STATED TASK 1 :: Count the lines in the entries that contain the word "window", matching case exactly, and give only the number.

SOURCE PASSAGE ::
The problem is shadow VQ is the only solution that can works for all the cases.

>
> For us, the point to deploy vDPA for legacy guest is the acceleration
> (what "A" stands for in "vDPA") part of it so that we can leverage the
> hardware potential if at all possible. Not sure how the shadow VQ
> implementation can easily deal with datapath acceleration without losing
> too much performance?

It's not easy, shadow VQ will lose performance for sure.

>
> > So assuming we depend on the vendor, I don't see anything that is
> > strictly needed in the kernel, the kick or config access before
> > DRIVER_OK can all be handled easily in Qemu unless I miss something.
> Right, that's what I think too it's not quite a lot of work in the
> kernel if vendor device offers the aid/support for transitional. The
> kernel only provides the abstraction of device model (transitional or
> modern-only), while vendor driver may implement early platform feature
> discovery and apply legacy specific quirks (unsupported endianness,
> mismatched page size, unsupported host memory ordering model) that the
> device can't adapt to. I don't say we have to depend on the vendor, but
> the point is that we must assume fully spec compliant transitional
> support (the datapath in particular) from the vendor to get started, as
> I guess it's probably the main motivation for users to deploy it -
> acceleration of legacy guest workload without exhausting host computing
> resource. Even if we get started with shadow VQ to mediate and translate
> the datapath, eventually it may evolve towards leveraging datapath
> offload to hardware if acceleration is the only convincing use case for
> legacy support.

Yes, so as discussed, I don't object the idea, kernel patches are more
than welcomed.

Thanks

>
> Thanks,
> -Siwei
> > The only value to do that in the kernel is that it can work for
> > virtio-vdpa, but modern only virito-vpda is sufficient; we don't need
> > any legacy stuff for that.
> >
> > Thanks
> >
> >> Thanks,
> >> -Siwei
> >>
> >>> Thanks
> >>>
> >>>
> >>>
> >>>> Meanwhile, I'll check internally to see if a legacy only model would
> >>>> work. Thanks.

STATED TASK 2 :: Carry on the email discussion about vDPA support for legacy guests, starting after its last line.

ROWS ::

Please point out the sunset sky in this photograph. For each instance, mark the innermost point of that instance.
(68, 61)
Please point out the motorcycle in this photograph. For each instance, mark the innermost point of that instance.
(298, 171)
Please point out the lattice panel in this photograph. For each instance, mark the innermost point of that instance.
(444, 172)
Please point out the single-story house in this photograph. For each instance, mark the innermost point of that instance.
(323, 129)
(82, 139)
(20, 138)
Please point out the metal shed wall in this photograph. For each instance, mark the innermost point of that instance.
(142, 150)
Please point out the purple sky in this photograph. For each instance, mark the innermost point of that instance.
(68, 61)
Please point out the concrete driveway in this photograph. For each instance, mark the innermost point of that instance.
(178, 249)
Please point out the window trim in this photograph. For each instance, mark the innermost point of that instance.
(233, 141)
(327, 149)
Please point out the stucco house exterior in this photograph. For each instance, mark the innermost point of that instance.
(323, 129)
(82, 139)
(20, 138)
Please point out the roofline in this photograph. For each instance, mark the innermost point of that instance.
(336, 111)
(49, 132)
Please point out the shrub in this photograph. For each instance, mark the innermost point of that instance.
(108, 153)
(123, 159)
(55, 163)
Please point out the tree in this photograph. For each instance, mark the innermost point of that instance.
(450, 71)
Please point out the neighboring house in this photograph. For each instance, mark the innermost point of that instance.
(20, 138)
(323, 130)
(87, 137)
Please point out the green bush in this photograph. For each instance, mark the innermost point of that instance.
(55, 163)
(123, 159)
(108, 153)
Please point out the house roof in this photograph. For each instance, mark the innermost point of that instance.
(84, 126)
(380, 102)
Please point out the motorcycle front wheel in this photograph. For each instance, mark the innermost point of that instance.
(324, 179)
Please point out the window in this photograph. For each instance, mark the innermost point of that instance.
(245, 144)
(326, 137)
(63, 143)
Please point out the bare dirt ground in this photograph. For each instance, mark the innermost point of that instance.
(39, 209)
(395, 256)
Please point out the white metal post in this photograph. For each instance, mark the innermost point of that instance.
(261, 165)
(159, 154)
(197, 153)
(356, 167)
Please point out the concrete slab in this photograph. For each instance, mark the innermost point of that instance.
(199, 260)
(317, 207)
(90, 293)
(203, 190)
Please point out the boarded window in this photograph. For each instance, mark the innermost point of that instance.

TASK RESULT 1 :: 3

TASK RESULT 2 ::
> >>>>
> >>>> Thanks,
> >>>> -Siwei
> >>>>
> >>>>
> >>>>>>>> On 3/2/2021 2:53 AM, Jason Wang wrote:
> >>>>>>>>> On 2021/3/2 5:47 下午, Michael S. Tsirkin wrote:
> >>>>>>>>>> On Mon, Mar 01, 2021 at 11:56:50AM +0800, Jason Wang wrote:
> >>>>>>>>>>> On 2021/3/1 5:34 上午, Michael S. Tsirkin wrote:
> >>>>>>>>>>>> On Wed, Feb 24, 2021 at 10:24:41AM -0800, Si-Wei Liu wrote:
> >>>>>>>>>>>>>> Detecting it isn't enough though, we will need a new ioctl to notify
> >>>>>>>>>>>>>> the kernel that it's a legacy guest. Ugh :(
> >>>>>>>>>>>>> Well, although I think adding an ioctl is doable, may I
> >>>>>>>>>>>>> know what the use
> >>>>>>>>>>>>> case there will be for kernel to leverage such info
> >>>>>>>>>>>>> directly? Is there a
> >>>>>>>>>>>>> case QEMU can't do with dedicate ioctls later if there's indeed
> >>>>>>>>>>>>> differentiation (legacy v.s. modern) needed?
> >>>>>>>>>>>> BTW a good API could be
> >>>>>>>>>>>>
> >>>>>>>>>>>> #define VHOST_SET_ENDIAN _IOW(VHOST_VIRTIO, ?, int)
> >>>>>>>>>>>> #define VHOST_GET_ENDIAN _IOW(VHOST_VIRTIO, ?, int)
> >>>>>>>>>>>>
> >>>>>>>>>>>> we did it per vring but maybe that was a mistake ...
> >>>>>>>>>>> Actually, I wonder whether it's good time to just not support
> >>>>>>>>>>> legacy driver
> >>>>>>>>>>> for vDPA. Consider:
> >>>>>>>>>>>
> >>>>>>>>>>> 1) It's definition is no-normative
> >>>>>>>>>>> 2) A lot of budren of codes
> >>>>>>>>>>>
> >>>>>>>>>>> So qemu can still present the legacy device since the config
> >>>>>>>>>>> space or other
> >>>>>>>>>>> stuffs that is presented by vhost-vDPA is not expected to be
> >>>>>>>>>>> accessed by
> >>>>>>>>>>> guest directly. Qemu can do the endian conversion when necessary
> >>>>>>>>>>> in this
> >>>>>>>>>>> case?
> >>>>>>>>>>>
> >>>>>>>>>>> Thanks
> >>>>>>>>>>>
> >>>>>>>>>> Overall I would be fine with this approach but we need to avoid breaking
> >>>>>>>>>> working userspace, qemu releases with vdpa support are out there and
> >>>>>>>>>> seem to work for people. Any changes need to take that into account
> >>>>>>>>>> and document compatibility concerns.
> >>>>>>>>> Agree, let me check.
> >>>>>>>>>
> >>>>>>>>>
> >>>>>>>>>>       I note that any hardware
> >>>>>>>>>> implementation is already broken for legacy except on platforms with
> >>>>>>>>>> strong ordering which might be helpful in reducing the scope.
> >>>>>>>>> Yes.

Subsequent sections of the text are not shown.